# [PAGE TEXT]
++++++

Clay pats his pockets and says, "Ah'll be just fine. Look, this is awfully nice of you. Ah was getting worried about that meeting." "My pleasure, I don't mind playing the good Samaritan at all... Why don't you just hop into the passenger seat there and we can get going. Clay opens the door, and wedges his long body into the passenger seat. His knees are under his chin. "Oh dear, you don't look too comfortable. You can adjust that seat a bit. Just reach down between your legs and find that knobby thing, and jerk it, " I offer. Clay looks at me strangely, but appears to know what he is doing, and the seat slides back easily. I am not sure if I am going to be able to concentrate. He pulls the seat belt out, and tries to buckle himself in, but it stops short of that latch. "Ah can't seem to get this to go far enough." "Oh honey, just let it go all the way back in, and pull it up gently, up and over and in. One motion. I undo my belt (seatbelt) and reach over his lap to demonstrate. 

from m.e.e.
[email] [homepage]
11:25 pm - Sunday,January 30, 2005 


Tough acts to follow.....here goes

Clay grabs my arm and says, "Hold on there a minute. Ah seem to be sitting on something hard here." And he reaches between his legs lifts his bottom a little and pulls out a book...."HTML for Dummies." 
Oh, that (somewhat deflated) one of these days I was planning to read it.
"So, tell me. Where exactly is this meeting of yours? I couldn't make out what you said back there. The Partridge Family bus went by and they must have been practicing in it or something."
He gave me one of those eyethingies I'd heard so much about and said "Bugtussel, mah meeting is in Bugtussel.You just go south from here, when you pass the naval station, you'll intersect the beltline. I'll direct you from there, okay?"
Okay *sigh* I have Clay Aiken in my car..I have Clay Aiken in my car....I ahve Clay Aiken in my car!!!

++++++

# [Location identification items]
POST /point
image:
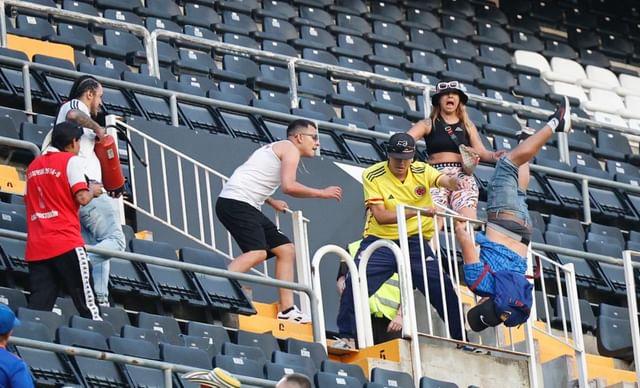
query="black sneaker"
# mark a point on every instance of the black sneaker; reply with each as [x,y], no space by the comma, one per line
[561,118]
[524,134]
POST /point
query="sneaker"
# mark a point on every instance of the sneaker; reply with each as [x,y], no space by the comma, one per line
[217,378]
[472,349]
[344,343]
[524,134]
[561,118]
[294,314]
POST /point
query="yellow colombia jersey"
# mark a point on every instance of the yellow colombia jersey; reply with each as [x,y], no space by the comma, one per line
[382,187]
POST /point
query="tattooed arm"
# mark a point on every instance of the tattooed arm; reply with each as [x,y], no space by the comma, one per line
[84,120]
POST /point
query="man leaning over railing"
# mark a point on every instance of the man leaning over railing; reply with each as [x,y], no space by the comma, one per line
[497,270]
[386,184]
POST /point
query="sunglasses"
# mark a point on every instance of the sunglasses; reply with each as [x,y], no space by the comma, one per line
[313,136]
[447,85]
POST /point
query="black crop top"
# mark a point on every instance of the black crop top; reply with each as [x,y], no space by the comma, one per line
[438,140]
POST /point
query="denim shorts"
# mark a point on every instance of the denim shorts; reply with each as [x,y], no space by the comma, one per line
[503,193]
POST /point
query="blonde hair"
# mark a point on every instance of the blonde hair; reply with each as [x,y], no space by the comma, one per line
[461,113]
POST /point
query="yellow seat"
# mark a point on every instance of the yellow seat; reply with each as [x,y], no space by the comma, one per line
[34,46]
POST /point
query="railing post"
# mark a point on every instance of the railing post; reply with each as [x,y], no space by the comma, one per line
[173,106]
[563,147]
[586,201]
[168,378]
[26,88]
[303,262]
[293,86]
[355,289]
[576,325]
[3,25]
[633,308]
[151,49]
[528,329]
[426,104]
[410,324]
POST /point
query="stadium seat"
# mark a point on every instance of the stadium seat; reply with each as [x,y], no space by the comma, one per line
[33,330]
[587,317]
[249,352]
[222,293]
[82,338]
[614,337]
[116,316]
[50,319]
[240,366]
[330,380]
[391,378]
[215,335]
[427,382]
[343,370]
[311,350]
[265,341]
[49,368]
[104,328]
[166,327]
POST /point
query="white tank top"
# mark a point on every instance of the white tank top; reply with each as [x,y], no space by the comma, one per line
[256,179]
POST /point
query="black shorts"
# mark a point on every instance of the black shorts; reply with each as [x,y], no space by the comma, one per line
[251,229]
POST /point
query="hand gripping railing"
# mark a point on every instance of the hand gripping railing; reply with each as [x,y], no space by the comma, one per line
[355,282]
[318,325]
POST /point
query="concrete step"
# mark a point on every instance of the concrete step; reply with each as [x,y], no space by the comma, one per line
[441,360]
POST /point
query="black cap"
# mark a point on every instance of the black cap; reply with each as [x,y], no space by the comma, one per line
[448,87]
[64,133]
[483,315]
[401,146]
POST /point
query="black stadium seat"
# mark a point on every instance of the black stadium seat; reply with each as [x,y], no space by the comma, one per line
[391,378]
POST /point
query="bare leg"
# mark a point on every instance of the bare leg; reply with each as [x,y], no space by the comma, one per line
[524,176]
[247,260]
[526,150]
[285,263]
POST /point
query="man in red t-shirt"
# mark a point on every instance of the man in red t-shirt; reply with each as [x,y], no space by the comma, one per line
[56,187]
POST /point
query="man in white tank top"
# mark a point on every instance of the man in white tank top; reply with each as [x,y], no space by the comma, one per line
[252,184]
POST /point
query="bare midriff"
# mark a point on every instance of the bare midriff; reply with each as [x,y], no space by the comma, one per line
[516,246]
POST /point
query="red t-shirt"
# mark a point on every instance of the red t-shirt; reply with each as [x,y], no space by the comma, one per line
[53,223]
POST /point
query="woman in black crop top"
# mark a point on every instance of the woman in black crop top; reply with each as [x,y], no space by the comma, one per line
[448,115]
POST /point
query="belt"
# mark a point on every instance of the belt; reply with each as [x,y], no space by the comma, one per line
[506,215]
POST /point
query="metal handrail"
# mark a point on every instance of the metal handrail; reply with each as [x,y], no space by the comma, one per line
[167,367]
[318,326]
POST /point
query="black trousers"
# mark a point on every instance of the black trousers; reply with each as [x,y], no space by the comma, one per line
[69,271]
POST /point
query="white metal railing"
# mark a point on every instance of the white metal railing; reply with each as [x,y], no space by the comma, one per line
[576,340]
[451,258]
[632,304]
[175,207]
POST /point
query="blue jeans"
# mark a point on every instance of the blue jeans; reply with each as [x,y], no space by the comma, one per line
[381,265]
[101,227]
[504,194]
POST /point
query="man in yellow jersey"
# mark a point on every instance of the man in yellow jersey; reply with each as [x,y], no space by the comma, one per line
[387,184]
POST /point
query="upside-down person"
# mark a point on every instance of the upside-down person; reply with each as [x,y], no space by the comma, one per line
[497,269]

++++++

# [LIST OF TASKS]
**A.** In the car-ride story, what book does Clay pull out from under himself?
**B.** Reproduce the part of the car-ride story that opens with the words containing "from m.e.e." and closes with "in my car!!!".

# [EXPECTED OUTPUTS]
**A.** "HTML for Dummies."

**B.**
from m.e.e.
[email] [homepage]
11:25 pm - Sunday,January 30, 2005 


Tough acts to follow.....here goes

Clay grabs my arm and says, "Hold on there a minute. Ah seem to be sitting on something hard here." And he reaches between his legs lifts his bottom a little and pulls out a book...."HTML for Dummies." 
Oh, that (somewhat deflated) one of these days I was planning to read it.
"So, tell me. Where exactly is this meeting of yours? I couldn't make out what you said back there. The Partridge Family bus went by and they must have been practicing in it or something."
He gave me one of those eyethingies I'd heard so much about and said "Bugtussel, mah meeting is in Bugtussel.You just go south from here, when you pass the naval station, you'll intersect the beltline. I'll direct you from there, okay?"
Okay *sigh* I have Clay Aiken in my car..I have Clay Aiken in my car....I ahve Clay Aiken in my car!!!